» EXCERPT TO READ
┌──

Acute lung injury and the acute respiratory distress syndrome

Crit Care Med. 1998 Feb;26(2):369-76. doi: 10.1097/00003246-199802000-00043.


Objective: To review acute lung injury (ALI) and the acute respiratory distress syndrome (ARDS) in light of recent information about the definitions, epidemiology, pathophysiology, management, and outcome of these conditions.

Data sources: The author's personal files as well as the computerized MEDLINE database. STUDY SOLUTION: Studies were selected for their relevance to the conditions of ALI and ARDS.

Data extraction: The author extracted all applicable data.

└──

» SUPPLIED ENTRIES
┌──

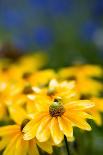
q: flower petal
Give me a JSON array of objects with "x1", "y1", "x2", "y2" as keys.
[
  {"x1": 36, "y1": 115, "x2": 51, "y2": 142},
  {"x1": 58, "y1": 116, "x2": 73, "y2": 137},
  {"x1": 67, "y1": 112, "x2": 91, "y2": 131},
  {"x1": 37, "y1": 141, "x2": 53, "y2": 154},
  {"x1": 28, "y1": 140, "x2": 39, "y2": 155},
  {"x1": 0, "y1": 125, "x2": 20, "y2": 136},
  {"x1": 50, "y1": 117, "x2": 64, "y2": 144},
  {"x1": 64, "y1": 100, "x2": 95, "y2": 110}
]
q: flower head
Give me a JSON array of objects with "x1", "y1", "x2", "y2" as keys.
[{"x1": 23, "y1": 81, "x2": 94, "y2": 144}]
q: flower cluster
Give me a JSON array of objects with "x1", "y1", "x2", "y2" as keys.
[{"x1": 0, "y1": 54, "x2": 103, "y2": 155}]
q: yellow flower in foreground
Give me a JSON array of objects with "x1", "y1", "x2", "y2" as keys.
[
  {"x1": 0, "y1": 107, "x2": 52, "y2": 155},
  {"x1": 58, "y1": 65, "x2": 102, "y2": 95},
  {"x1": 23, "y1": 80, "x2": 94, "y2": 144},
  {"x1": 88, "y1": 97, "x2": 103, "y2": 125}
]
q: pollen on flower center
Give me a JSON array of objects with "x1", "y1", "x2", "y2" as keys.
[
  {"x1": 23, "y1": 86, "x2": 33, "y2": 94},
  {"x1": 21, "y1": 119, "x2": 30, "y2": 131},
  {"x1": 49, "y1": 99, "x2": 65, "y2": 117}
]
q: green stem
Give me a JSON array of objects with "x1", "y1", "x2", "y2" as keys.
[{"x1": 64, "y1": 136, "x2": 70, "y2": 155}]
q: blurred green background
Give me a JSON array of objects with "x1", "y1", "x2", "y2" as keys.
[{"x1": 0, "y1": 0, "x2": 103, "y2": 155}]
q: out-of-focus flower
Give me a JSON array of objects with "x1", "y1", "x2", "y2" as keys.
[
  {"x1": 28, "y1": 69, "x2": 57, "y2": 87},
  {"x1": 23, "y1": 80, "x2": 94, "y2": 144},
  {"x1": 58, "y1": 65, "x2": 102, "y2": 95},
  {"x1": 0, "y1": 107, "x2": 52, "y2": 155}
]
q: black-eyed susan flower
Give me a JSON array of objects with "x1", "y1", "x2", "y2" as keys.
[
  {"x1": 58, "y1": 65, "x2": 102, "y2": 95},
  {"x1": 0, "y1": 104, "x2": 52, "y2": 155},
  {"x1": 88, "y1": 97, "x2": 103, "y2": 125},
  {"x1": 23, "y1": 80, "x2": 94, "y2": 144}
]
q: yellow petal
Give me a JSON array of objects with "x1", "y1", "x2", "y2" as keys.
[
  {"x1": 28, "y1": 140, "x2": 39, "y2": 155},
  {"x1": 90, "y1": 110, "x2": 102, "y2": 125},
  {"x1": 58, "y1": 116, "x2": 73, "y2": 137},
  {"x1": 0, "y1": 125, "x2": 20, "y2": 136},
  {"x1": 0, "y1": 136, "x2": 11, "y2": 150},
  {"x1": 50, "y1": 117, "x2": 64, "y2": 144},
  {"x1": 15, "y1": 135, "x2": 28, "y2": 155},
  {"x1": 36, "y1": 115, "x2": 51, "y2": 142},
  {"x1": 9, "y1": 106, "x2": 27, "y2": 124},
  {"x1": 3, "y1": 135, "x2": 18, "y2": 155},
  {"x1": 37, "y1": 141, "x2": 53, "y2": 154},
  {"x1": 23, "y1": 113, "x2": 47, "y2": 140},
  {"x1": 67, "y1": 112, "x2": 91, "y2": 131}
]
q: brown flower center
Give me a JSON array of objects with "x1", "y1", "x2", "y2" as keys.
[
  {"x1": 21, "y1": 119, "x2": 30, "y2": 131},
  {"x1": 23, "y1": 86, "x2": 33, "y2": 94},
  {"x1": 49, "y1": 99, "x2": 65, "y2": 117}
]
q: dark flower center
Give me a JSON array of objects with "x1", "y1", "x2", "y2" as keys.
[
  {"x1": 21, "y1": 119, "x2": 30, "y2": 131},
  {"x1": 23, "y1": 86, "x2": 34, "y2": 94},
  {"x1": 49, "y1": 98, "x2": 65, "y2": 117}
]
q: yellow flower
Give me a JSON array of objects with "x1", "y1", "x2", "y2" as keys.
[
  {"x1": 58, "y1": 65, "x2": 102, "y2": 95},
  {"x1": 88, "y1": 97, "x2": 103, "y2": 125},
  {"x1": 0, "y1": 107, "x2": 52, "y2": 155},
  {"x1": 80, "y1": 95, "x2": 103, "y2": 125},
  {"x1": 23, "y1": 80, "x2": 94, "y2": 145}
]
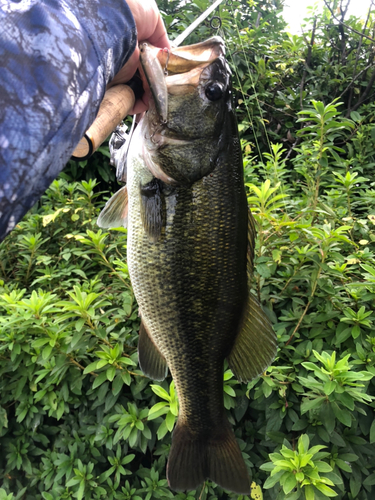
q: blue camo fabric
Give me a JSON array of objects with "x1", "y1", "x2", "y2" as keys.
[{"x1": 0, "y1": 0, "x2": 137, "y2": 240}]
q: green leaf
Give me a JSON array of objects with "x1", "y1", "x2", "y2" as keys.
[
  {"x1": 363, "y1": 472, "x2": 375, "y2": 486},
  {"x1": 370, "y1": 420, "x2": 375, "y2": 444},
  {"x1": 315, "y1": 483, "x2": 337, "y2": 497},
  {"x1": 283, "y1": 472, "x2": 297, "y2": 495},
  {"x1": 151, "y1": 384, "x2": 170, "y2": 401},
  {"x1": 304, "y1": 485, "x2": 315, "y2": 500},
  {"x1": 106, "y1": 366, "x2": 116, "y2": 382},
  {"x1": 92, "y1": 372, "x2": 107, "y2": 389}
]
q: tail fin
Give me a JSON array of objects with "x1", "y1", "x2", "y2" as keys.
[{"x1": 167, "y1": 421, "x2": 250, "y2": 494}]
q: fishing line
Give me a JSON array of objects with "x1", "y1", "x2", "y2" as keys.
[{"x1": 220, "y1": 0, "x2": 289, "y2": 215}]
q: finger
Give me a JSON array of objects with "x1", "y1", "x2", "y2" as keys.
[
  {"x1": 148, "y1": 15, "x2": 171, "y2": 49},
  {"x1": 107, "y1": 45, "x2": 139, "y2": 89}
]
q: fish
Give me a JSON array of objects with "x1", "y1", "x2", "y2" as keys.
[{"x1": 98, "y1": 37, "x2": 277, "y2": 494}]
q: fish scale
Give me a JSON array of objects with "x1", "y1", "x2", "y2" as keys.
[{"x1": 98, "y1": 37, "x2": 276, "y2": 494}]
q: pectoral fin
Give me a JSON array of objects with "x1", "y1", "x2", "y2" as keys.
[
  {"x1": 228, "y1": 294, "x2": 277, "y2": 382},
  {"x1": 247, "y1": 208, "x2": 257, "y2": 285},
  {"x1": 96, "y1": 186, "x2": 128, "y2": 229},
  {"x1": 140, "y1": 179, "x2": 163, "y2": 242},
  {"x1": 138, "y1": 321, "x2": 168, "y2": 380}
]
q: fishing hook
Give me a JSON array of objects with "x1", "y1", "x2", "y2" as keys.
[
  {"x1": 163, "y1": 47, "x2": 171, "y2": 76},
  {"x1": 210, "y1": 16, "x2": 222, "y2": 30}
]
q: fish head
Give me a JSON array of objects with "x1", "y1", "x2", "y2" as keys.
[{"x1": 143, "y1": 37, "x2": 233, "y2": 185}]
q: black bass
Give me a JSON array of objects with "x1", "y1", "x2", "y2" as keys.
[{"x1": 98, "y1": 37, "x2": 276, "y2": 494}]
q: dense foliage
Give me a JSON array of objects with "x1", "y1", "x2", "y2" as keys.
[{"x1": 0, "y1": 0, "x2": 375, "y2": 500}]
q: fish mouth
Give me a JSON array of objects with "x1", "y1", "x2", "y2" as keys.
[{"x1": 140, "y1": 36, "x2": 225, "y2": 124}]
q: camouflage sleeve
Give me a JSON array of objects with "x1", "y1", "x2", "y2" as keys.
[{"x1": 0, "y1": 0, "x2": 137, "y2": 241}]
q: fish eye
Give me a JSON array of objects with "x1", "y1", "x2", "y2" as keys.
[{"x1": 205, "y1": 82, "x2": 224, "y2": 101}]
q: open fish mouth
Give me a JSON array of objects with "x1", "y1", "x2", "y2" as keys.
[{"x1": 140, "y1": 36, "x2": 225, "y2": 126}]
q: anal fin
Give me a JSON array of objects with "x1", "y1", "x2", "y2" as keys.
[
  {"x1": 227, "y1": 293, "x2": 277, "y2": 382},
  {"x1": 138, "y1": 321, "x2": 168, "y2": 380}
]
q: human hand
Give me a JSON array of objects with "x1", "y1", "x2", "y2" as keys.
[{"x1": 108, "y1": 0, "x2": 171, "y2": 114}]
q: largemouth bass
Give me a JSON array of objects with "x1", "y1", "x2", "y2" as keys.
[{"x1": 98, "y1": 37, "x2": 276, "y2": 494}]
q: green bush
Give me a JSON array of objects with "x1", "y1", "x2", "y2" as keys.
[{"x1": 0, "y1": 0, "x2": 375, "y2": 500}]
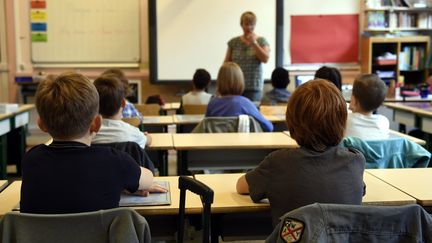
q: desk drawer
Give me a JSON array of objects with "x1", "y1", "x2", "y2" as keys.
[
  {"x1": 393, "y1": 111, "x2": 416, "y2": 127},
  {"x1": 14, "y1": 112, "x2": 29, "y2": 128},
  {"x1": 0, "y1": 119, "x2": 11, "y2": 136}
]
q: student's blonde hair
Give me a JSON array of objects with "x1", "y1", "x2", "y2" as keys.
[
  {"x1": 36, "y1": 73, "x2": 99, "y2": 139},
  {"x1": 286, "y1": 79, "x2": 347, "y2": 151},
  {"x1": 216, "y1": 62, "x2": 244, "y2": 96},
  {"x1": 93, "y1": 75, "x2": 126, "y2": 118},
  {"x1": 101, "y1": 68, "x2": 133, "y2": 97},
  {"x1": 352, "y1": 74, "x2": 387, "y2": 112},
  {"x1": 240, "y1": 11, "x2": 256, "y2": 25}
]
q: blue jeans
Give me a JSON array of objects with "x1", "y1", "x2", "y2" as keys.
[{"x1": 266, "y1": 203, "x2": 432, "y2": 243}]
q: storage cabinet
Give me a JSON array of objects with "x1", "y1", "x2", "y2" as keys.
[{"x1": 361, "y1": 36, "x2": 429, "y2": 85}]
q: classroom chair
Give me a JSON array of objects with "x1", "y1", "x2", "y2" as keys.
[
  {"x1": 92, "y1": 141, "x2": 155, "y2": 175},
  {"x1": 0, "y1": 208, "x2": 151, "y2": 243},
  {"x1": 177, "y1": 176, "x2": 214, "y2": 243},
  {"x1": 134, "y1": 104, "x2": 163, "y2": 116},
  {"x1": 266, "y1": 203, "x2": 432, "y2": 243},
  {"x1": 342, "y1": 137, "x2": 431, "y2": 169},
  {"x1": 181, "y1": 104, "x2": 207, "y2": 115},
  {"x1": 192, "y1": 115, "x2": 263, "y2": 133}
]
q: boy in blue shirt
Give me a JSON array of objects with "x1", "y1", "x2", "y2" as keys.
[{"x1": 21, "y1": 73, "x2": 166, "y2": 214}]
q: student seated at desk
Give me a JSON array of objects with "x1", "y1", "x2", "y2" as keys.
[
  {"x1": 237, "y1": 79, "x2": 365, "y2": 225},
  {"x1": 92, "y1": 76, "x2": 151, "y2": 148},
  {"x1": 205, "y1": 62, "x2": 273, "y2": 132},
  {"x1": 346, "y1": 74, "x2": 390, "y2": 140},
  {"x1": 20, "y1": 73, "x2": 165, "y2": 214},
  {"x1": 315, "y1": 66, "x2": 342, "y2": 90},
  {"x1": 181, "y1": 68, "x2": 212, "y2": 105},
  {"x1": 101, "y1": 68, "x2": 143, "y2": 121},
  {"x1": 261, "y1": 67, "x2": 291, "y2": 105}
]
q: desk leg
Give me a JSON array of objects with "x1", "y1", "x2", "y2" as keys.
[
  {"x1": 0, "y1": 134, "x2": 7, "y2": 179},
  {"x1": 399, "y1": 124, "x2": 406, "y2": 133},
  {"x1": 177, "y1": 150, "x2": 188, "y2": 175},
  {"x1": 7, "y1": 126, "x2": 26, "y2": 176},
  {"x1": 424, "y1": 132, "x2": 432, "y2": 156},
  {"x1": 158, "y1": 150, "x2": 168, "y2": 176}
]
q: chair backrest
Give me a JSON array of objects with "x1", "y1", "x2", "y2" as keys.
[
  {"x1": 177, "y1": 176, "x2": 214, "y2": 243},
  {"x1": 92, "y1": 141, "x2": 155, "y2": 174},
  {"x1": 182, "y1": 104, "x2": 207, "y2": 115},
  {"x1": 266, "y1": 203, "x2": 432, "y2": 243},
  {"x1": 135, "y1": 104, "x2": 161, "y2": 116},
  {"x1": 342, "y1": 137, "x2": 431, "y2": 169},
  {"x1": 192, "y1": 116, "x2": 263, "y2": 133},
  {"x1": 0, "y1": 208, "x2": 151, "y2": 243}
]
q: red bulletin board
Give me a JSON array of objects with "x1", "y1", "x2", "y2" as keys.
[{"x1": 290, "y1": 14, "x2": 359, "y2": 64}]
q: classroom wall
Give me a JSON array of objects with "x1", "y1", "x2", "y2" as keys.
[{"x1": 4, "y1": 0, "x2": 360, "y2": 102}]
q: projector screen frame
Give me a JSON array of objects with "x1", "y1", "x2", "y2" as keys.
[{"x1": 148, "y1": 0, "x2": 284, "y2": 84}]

└──

» TASKS TO COMPLETE
1 - Copy the stretch of the abstract on acute lung injury from "Objective: To review" through "ALI and ARDS.".
2 - What data sources does the abstract on acute lung injury list?

» TASK-BY-TASK SOLUTIONS
1 -
Objective: To review acute lung injury (ALI) and the acute respiratory distress syndrome (ARDS) in light of recent information about the definitions, epidemiology, pathophysiology, management, and outcome of these conditions.

Data sources: The author's personal files as well as the computerized MEDLINE database. STUDY SOLUTION: Studies were selected for their relevance to the conditions of ALI and ARDS.

2 - The author's personal files and the computerized MEDLINE database.